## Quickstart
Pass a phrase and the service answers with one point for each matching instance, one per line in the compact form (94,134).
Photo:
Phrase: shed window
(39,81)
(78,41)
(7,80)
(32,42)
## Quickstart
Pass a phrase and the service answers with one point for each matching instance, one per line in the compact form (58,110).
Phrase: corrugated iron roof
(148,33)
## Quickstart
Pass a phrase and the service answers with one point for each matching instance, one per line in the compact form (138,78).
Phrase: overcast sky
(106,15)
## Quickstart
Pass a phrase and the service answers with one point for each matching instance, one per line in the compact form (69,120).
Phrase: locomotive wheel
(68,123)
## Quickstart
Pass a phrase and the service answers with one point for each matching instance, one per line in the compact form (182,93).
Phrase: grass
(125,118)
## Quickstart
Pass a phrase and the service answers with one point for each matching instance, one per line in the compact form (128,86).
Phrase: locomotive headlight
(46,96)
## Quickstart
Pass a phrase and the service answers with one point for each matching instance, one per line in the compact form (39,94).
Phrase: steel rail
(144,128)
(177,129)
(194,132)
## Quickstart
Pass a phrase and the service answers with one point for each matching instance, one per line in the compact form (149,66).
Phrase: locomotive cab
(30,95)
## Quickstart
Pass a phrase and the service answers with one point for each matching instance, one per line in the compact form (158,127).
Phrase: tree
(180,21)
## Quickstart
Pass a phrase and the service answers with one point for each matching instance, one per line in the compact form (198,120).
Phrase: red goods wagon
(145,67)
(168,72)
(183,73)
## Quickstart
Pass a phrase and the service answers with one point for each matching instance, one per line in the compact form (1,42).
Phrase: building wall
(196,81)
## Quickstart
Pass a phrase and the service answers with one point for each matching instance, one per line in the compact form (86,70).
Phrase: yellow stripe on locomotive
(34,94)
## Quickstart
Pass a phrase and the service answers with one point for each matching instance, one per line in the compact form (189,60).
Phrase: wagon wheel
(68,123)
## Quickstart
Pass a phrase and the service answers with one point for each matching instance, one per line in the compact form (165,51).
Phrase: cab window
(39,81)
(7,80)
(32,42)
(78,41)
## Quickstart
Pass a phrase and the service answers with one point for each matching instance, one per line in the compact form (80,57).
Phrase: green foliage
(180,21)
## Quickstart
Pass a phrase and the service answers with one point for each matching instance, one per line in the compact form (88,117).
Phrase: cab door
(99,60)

================

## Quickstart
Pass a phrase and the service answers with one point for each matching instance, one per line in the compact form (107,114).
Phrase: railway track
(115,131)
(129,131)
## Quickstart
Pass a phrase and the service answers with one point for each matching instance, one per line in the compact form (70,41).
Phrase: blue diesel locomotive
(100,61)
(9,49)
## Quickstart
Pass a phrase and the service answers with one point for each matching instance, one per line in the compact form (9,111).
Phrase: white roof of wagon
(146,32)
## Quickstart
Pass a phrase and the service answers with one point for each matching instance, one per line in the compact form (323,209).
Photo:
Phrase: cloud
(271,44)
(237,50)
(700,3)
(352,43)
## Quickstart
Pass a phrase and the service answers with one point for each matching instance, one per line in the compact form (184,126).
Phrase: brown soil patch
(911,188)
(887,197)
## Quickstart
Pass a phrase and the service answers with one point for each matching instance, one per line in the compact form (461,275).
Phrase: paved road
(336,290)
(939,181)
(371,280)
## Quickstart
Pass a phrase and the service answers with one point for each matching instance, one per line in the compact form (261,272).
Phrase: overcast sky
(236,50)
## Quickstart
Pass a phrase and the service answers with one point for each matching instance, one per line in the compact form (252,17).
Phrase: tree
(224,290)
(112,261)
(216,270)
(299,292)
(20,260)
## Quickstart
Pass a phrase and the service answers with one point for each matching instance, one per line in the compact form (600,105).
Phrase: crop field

================

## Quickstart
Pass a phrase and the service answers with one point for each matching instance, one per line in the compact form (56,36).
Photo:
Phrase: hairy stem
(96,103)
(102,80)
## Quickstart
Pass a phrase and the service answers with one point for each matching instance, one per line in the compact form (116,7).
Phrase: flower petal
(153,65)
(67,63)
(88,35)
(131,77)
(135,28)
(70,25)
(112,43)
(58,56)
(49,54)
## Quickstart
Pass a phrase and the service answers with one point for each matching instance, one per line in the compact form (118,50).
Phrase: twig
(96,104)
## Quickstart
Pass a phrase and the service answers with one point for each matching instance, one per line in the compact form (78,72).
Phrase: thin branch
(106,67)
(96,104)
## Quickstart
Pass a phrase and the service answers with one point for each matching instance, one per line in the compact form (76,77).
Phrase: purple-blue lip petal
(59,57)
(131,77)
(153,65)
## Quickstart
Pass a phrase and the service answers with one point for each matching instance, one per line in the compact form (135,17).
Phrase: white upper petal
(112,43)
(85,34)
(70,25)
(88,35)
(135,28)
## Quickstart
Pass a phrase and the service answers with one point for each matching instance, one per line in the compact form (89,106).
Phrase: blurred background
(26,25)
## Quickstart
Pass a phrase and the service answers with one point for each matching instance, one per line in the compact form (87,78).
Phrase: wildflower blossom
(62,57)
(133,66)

================

--- What is required ---
Select each line of the records above that contains the string "roof", matching letter case exactly.

--- Response to this task ---
Phrase: corrugated iron roof
Phrase: white roof of wagon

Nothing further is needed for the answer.